----- Data shown

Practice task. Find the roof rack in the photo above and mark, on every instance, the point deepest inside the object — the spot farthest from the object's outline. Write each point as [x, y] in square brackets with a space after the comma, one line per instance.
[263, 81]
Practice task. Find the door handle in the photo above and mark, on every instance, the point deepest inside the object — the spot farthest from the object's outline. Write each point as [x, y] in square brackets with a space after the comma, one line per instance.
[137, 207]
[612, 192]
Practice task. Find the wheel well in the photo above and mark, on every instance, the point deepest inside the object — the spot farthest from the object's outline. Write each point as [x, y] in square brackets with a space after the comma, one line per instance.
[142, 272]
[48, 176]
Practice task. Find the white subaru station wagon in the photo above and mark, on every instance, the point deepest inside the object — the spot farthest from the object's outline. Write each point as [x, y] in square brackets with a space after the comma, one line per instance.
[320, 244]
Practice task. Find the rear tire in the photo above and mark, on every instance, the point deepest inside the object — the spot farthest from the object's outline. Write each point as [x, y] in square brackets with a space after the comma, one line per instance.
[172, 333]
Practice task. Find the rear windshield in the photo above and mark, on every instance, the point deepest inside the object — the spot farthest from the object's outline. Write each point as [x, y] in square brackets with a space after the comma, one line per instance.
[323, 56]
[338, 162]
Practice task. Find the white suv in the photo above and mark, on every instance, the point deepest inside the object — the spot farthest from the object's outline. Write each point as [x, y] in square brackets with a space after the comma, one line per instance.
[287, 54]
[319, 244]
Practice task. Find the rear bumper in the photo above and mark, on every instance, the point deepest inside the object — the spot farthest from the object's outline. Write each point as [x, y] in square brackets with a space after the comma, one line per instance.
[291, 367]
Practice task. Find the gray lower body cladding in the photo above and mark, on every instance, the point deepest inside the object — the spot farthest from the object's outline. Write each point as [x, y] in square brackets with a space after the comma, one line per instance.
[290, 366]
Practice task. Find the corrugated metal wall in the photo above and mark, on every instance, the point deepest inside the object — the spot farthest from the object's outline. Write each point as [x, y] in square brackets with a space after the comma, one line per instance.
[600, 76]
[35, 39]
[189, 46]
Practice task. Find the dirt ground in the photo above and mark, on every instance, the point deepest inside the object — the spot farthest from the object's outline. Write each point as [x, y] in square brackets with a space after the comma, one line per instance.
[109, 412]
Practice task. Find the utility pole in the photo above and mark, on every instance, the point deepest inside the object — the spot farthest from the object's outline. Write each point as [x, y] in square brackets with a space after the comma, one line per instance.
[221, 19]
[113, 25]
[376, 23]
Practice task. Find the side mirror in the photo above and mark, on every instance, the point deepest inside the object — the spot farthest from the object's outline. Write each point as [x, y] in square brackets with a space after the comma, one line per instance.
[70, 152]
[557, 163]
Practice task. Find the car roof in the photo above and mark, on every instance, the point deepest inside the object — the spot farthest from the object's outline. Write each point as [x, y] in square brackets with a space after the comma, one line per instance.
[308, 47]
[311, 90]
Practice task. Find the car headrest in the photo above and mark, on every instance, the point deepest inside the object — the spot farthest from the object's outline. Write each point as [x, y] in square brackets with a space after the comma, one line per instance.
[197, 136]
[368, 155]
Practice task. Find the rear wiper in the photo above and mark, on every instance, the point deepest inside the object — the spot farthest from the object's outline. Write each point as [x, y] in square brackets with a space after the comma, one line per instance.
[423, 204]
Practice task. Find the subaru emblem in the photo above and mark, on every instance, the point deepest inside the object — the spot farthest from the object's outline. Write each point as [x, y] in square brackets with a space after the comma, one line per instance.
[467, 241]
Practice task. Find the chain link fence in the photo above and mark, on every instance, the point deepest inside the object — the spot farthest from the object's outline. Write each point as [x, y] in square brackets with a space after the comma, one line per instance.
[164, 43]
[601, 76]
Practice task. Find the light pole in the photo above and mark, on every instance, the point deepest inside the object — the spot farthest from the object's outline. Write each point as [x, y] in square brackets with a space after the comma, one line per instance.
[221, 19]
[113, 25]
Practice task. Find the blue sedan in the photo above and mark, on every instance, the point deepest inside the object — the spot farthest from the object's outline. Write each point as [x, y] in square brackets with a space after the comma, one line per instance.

----------

With the line that contains "Practice task. Find the subaru" as your start, reproduce the data above exactly through its last line, and nothing before that start.

Solution for this task
Practice task. Find the subaru emblem in the photo above and mark, on every instance, the point deepest inside the object — the spot farthest from the object's outline. Write each point as [x, y] in square brackets with a space after the comma, one line per instance.
[467, 241]
Practice task. Find the chain link fence in the photo above and mark, on every instance, the point deepest inside the object — the spot farthest from the object's outline. Write each point as [x, y] in square brackets with a space after the comma, one line per instance.
[164, 43]
[601, 76]
Practice task. Find the light pole in the photo above and mark, on every instance, the point deepest inside the object — the spot farthest from the object's outline. Write each point as [x, y] in square brackets with a space after the comma, one line per instance.
[221, 19]
[113, 25]
Practice task. Find the blue sedan in the photo above and mark, on every instance, the point deepest inside the object — the spot farthest from the object's outline. Write each point as [x, y] in square brackets with a space after the comma, one line per instance.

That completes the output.